── SOURCE RECORDS

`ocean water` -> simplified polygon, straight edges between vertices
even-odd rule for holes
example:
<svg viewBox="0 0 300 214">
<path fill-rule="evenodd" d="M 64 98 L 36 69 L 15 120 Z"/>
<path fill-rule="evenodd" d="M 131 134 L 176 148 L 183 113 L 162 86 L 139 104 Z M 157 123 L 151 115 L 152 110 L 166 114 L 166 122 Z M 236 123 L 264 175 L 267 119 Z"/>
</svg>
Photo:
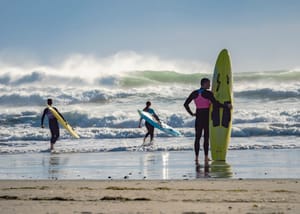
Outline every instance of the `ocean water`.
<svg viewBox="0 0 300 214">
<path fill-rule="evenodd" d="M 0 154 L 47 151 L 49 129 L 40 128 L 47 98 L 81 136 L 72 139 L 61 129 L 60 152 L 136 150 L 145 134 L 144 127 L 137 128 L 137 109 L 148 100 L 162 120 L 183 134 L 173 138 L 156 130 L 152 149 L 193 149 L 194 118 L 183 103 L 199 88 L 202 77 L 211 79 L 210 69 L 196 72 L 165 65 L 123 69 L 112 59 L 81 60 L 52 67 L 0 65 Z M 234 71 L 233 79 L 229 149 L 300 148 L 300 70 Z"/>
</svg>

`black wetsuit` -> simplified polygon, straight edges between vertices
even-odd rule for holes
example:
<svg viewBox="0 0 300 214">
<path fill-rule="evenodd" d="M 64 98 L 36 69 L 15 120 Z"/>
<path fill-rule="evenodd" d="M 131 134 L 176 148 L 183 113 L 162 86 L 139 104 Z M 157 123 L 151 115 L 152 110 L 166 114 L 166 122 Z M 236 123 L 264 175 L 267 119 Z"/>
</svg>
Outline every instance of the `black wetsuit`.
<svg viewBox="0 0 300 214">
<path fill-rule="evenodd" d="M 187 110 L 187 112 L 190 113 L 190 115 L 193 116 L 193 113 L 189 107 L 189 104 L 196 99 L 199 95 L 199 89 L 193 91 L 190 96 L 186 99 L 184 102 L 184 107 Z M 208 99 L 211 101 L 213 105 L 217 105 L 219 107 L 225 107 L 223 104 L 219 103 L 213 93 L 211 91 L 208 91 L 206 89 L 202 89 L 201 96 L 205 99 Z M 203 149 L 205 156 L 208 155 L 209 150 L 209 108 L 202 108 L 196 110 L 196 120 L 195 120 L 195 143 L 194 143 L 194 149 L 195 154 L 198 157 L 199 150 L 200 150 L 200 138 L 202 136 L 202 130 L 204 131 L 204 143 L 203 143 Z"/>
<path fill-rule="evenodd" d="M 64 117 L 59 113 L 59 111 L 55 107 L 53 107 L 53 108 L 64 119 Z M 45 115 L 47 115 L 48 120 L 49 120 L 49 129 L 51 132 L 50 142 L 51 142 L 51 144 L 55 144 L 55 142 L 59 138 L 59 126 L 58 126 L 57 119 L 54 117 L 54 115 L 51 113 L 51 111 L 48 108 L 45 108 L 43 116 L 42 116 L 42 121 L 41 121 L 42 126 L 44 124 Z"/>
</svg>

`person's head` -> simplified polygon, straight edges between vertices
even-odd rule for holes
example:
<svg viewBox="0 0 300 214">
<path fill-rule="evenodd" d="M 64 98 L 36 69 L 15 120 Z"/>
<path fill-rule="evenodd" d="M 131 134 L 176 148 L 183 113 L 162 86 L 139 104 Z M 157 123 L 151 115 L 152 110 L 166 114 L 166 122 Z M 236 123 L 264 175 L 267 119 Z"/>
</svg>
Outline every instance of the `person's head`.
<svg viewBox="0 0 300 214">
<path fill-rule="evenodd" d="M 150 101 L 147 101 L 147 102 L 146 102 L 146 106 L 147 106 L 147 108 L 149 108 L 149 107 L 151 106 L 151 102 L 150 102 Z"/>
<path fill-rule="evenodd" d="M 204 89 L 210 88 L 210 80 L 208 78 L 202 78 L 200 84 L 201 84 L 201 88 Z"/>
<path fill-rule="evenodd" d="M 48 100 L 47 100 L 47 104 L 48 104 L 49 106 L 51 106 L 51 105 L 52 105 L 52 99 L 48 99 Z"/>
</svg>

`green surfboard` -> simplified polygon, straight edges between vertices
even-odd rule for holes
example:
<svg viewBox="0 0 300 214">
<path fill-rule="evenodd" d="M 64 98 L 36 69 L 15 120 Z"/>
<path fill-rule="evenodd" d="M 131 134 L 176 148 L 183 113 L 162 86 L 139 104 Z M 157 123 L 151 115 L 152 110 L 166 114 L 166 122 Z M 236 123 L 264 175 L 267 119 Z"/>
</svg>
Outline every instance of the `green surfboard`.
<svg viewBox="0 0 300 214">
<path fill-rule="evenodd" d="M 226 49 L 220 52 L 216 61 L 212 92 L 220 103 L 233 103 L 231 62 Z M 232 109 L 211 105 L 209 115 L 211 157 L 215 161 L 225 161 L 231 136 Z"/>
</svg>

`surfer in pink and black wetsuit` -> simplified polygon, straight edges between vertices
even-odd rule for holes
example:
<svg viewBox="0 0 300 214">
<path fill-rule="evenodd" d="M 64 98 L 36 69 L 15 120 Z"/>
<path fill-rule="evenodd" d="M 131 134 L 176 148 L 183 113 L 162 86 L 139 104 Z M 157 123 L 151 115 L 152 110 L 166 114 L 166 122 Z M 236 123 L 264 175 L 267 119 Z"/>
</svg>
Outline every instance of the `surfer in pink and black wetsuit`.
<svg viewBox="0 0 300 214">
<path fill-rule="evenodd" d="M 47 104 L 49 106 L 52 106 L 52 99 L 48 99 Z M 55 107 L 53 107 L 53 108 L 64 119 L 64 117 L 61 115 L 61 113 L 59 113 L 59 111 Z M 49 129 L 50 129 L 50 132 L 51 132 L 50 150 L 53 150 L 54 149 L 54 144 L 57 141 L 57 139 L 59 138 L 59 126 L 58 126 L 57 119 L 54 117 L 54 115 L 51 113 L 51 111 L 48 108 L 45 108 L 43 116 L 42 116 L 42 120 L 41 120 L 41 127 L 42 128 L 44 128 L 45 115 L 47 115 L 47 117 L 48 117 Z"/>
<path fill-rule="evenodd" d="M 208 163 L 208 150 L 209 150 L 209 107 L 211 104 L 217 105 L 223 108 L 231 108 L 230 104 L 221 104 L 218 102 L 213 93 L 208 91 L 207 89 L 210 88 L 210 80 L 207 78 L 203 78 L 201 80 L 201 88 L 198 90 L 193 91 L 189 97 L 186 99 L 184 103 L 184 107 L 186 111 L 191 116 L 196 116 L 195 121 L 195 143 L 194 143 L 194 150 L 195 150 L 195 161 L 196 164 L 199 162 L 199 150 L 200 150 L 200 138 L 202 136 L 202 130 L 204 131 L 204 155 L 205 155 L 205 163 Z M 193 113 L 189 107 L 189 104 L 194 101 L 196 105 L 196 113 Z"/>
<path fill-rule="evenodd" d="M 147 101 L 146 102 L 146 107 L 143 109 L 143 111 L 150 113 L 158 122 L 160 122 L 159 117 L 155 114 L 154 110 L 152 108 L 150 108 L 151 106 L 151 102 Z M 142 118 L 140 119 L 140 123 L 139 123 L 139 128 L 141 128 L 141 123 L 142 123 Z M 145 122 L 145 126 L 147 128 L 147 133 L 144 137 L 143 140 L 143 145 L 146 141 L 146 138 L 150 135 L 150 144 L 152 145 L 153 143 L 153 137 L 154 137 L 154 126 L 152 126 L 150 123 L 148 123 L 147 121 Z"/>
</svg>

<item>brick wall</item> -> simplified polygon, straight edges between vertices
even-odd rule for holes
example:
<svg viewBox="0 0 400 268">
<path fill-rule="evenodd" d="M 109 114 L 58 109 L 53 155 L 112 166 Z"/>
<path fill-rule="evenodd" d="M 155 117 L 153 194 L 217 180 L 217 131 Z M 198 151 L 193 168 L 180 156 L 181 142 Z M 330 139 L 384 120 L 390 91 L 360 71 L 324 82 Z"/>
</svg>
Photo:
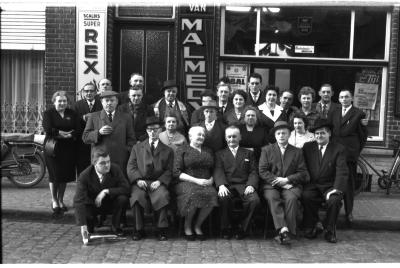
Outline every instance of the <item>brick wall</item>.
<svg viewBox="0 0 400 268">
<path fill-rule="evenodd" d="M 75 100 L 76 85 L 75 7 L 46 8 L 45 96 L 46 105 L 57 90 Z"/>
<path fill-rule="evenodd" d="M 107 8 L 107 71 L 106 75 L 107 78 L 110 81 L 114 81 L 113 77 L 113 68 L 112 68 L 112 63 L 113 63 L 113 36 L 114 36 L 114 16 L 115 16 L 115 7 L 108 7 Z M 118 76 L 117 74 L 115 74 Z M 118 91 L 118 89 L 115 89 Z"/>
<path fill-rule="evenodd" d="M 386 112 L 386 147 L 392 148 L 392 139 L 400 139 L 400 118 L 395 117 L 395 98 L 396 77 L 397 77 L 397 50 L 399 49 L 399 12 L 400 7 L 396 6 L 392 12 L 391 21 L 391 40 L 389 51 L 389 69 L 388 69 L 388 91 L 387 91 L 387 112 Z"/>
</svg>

────
── SOURCE RECORDS

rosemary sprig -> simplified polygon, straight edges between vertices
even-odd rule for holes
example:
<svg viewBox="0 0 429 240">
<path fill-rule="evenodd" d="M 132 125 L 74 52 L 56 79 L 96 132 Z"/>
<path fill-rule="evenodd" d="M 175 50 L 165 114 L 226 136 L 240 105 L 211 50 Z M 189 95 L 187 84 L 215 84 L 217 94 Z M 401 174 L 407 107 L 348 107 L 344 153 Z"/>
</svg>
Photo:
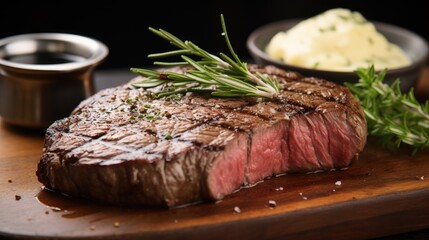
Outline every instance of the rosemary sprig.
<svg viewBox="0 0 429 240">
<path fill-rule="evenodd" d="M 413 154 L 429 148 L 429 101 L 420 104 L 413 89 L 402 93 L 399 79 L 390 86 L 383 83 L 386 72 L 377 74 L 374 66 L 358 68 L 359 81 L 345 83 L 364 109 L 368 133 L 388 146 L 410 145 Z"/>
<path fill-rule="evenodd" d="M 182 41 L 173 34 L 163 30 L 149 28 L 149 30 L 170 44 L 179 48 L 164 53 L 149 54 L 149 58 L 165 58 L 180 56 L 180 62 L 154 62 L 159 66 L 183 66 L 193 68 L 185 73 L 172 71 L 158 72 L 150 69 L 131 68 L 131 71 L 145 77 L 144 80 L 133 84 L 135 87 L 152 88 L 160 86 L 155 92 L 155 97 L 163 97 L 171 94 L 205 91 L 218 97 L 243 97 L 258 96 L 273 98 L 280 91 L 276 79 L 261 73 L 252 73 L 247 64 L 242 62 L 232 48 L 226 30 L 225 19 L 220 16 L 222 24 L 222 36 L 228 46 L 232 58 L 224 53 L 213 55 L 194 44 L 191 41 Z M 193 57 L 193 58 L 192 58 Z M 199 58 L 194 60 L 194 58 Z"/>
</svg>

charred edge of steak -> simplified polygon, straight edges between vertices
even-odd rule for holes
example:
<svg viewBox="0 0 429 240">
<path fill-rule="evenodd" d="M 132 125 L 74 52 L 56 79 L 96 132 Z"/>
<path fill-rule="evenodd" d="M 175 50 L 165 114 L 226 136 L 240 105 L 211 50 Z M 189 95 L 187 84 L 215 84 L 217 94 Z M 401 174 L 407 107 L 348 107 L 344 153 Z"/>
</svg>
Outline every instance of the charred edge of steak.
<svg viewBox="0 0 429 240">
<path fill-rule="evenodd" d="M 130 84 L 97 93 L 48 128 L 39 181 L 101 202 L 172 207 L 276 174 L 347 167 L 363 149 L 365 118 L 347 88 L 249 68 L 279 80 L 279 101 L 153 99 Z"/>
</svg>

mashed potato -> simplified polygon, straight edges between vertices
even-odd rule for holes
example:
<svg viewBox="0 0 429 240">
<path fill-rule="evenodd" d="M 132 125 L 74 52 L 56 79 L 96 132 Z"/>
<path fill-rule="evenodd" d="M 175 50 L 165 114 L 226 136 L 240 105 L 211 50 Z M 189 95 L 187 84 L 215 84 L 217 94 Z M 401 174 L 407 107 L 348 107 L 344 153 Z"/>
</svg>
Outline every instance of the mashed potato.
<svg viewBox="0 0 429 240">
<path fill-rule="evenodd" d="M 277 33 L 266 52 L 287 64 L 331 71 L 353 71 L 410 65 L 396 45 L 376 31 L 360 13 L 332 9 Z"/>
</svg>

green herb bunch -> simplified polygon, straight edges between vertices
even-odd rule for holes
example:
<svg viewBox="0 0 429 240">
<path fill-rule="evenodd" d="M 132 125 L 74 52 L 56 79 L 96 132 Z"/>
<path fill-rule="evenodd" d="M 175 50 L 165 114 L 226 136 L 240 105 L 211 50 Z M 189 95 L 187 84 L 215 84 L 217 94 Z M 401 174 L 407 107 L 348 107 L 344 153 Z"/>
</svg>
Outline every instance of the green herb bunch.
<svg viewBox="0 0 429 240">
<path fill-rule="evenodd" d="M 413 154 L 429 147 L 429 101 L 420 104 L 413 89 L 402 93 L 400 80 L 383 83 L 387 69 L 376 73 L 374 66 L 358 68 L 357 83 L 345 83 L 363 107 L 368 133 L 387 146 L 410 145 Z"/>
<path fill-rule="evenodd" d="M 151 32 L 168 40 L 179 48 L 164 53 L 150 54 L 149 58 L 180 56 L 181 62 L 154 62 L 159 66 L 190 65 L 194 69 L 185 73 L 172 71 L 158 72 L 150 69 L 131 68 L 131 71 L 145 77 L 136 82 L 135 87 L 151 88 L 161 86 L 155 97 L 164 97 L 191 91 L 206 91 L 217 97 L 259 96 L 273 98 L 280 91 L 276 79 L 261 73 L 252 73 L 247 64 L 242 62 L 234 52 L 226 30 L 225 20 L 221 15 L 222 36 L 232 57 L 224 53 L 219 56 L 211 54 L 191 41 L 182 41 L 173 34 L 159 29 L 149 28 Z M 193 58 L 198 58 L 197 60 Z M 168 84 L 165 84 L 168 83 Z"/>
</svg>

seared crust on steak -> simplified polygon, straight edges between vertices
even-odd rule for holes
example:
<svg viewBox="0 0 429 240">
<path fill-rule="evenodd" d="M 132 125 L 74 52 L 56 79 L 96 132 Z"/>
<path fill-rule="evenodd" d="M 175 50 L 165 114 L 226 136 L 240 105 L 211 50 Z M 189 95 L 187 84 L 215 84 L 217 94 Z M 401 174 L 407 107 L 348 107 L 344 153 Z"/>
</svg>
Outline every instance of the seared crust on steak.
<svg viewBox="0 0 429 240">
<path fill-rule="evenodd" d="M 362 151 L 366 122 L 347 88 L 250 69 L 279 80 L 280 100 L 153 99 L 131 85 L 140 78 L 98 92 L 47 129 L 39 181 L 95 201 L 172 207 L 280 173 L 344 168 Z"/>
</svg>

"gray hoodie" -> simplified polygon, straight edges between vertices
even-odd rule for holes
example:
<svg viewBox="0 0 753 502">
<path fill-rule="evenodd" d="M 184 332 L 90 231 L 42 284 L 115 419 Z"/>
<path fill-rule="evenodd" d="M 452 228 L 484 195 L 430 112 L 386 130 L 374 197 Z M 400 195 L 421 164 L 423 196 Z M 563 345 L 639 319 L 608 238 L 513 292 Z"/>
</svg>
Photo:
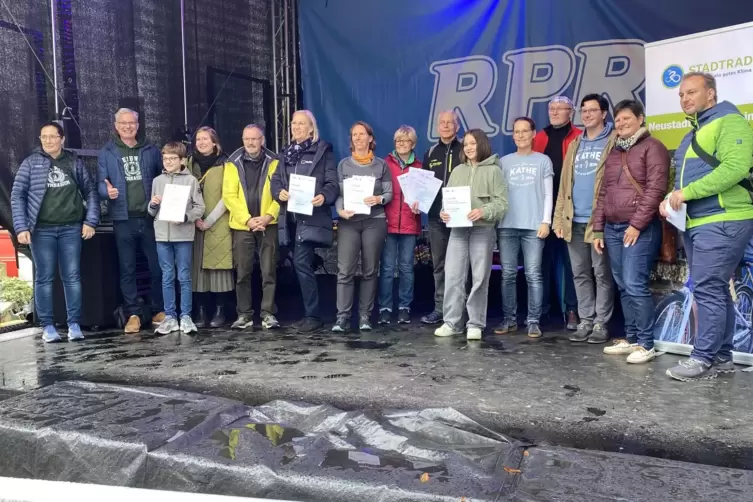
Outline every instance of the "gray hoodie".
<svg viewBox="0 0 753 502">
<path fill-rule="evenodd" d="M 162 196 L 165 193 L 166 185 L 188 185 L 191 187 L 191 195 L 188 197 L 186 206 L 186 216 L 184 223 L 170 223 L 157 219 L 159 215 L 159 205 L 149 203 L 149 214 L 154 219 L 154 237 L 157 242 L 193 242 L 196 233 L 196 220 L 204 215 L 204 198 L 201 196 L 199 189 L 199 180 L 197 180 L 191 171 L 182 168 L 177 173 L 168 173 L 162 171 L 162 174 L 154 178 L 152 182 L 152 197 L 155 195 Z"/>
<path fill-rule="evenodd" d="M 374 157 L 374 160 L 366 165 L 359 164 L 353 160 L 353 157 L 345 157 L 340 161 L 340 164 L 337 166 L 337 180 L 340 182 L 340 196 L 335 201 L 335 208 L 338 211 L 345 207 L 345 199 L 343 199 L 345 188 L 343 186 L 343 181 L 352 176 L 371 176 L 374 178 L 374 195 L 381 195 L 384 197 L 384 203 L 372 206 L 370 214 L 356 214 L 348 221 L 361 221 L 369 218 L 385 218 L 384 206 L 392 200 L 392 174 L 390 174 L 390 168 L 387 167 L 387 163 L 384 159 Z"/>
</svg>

────

• TASK BRIEF
Lines with "simplified" in them are what the answer must contain; copy each from the records above.

• OUTPUT OF THE EXERCISE
`ocean water` -> simplified polygon, straight edges between vertices
`black wetsuit` -> simplified polygon, straight edges between vertices
`person's head` -> simplified polygon, straight edges between vertices
`green surfboard` -> simplified polygon, straight edges between vertices
`surfer in pink and black wetsuit` -> simplified polygon, straight edges between vertices
<item>brick wall</item> -> simplified polygon, straight edges between vertices
rosemary sprig -> simplified polygon, straight edges between vertices
charred edge of steak -> simplified polygon, straight edges between vertices
mashed potato -> simplified polygon, straight edges between vertices
green herb bunch -> simplified polygon, straight edges between vertices
seared crust on steak -> simplified polygon, straight edges between vertices
"gray hoodie" -> simplified polygon, straight edges between vertices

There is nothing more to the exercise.